-- EXERCISE DATA follows --

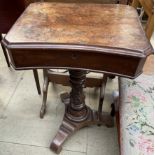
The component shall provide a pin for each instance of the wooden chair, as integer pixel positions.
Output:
(9, 12)
(63, 79)
(149, 10)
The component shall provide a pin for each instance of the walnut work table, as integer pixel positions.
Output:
(81, 38)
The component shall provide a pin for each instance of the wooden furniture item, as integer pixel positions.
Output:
(148, 7)
(81, 38)
(9, 12)
(62, 77)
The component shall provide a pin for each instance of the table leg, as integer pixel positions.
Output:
(77, 114)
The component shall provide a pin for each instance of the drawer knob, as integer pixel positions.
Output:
(74, 56)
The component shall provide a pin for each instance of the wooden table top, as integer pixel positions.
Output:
(88, 28)
(114, 26)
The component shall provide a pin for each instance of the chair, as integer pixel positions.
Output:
(9, 12)
(63, 79)
(149, 10)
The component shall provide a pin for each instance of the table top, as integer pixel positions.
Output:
(101, 28)
(114, 26)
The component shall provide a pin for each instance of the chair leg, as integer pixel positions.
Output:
(5, 52)
(45, 89)
(114, 105)
(102, 93)
(36, 77)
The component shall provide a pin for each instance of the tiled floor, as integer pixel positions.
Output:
(22, 132)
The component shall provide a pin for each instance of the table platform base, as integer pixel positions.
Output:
(69, 127)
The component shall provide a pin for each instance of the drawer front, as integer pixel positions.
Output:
(111, 63)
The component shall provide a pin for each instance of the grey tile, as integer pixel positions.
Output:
(102, 140)
(9, 80)
(17, 149)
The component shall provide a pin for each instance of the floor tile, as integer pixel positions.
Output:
(102, 140)
(9, 80)
(17, 149)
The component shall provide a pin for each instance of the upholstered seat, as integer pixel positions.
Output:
(136, 112)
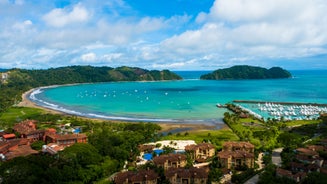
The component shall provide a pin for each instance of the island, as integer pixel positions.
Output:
(247, 72)
(16, 81)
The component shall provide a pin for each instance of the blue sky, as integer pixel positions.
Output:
(161, 34)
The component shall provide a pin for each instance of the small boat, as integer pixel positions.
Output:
(220, 106)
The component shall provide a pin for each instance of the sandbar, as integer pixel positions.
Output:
(165, 127)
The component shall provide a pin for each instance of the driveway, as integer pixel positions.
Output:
(276, 159)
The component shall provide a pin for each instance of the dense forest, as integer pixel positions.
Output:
(21, 80)
(247, 72)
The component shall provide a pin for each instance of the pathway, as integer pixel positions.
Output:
(276, 159)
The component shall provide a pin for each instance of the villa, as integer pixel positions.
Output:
(201, 152)
(187, 176)
(170, 161)
(237, 154)
(27, 129)
(66, 139)
(132, 177)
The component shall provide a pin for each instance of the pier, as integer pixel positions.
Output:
(281, 103)
(285, 110)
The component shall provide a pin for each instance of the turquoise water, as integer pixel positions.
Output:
(190, 100)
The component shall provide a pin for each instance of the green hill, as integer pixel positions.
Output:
(21, 80)
(247, 72)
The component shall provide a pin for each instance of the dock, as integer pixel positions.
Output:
(281, 103)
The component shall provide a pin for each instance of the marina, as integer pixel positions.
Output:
(282, 110)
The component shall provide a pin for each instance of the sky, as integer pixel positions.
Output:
(163, 34)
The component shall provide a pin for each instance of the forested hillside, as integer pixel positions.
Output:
(21, 80)
(247, 72)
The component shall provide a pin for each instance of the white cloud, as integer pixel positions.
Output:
(89, 57)
(61, 17)
(111, 33)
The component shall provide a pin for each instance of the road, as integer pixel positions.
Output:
(276, 159)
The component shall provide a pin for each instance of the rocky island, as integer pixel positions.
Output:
(247, 72)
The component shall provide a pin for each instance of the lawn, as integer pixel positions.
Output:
(216, 137)
(16, 114)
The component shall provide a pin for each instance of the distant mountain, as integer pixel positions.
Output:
(21, 80)
(247, 72)
(86, 74)
(3, 70)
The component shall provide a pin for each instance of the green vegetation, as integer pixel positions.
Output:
(216, 137)
(247, 72)
(21, 80)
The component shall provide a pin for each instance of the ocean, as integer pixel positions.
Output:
(187, 101)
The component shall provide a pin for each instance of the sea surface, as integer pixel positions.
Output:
(188, 101)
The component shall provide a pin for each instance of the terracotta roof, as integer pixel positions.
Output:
(201, 146)
(51, 130)
(9, 136)
(235, 154)
(67, 136)
(187, 173)
(136, 176)
(146, 147)
(170, 157)
(22, 150)
(238, 144)
(306, 151)
(27, 127)
(316, 147)
(283, 172)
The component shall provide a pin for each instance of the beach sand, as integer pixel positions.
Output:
(165, 127)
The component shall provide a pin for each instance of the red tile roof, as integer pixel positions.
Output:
(201, 146)
(235, 154)
(187, 173)
(306, 151)
(238, 144)
(9, 136)
(170, 157)
(136, 176)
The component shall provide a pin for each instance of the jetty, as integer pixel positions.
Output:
(285, 110)
(281, 103)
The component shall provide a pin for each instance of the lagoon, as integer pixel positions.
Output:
(188, 101)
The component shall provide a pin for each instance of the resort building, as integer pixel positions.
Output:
(15, 148)
(187, 176)
(170, 161)
(65, 139)
(236, 154)
(27, 129)
(201, 152)
(298, 177)
(132, 177)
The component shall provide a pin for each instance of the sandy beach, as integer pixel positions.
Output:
(165, 127)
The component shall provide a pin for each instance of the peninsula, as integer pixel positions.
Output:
(15, 82)
(247, 72)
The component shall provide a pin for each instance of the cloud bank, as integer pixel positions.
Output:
(286, 33)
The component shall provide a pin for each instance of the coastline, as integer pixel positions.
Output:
(165, 126)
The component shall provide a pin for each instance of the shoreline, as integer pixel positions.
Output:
(165, 126)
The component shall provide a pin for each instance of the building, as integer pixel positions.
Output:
(201, 152)
(7, 137)
(27, 129)
(236, 154)
(170, 161)
(132, 177)
(187, 176)
(297, 177)
(15, 148)
(65, 139)
(309, 156)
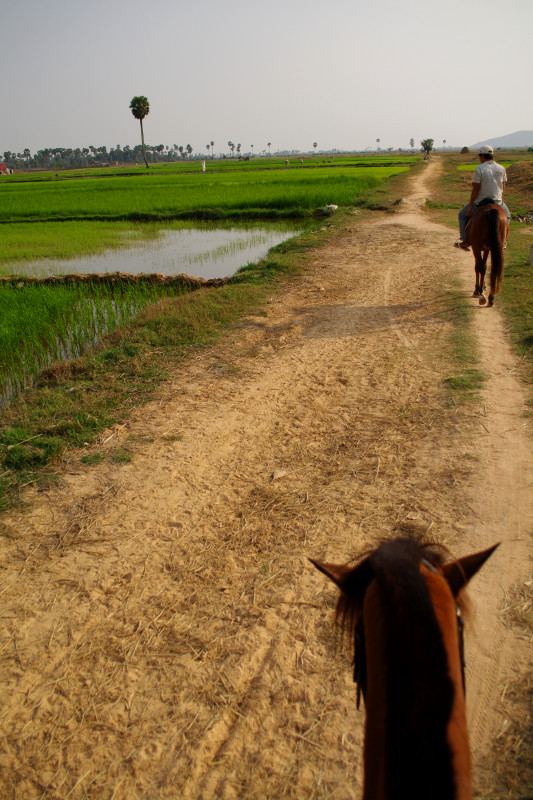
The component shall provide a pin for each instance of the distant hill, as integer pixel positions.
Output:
(518, 139)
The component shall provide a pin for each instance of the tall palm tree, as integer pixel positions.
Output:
(140, 107)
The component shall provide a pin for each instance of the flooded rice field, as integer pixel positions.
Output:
(204, 251)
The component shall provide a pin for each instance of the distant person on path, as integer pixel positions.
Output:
(488, 184)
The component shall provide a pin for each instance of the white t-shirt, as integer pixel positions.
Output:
(491, 177)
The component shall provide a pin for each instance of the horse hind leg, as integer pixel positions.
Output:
(481, 268)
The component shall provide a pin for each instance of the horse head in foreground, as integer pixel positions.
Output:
(402, 604)
(487, 233)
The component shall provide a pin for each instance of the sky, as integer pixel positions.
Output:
(341, 73)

-- EXERCISE DATA concluded --

TASK DETAILS: Copy every line of the records above that holds the word "cloud".

FINAL ANSWER:
The component shall provide a pin for each instance of the white cloud, as integer pixel positions.
The component shall provide a pin for each instance of the cloud bank, as integer pixel positions.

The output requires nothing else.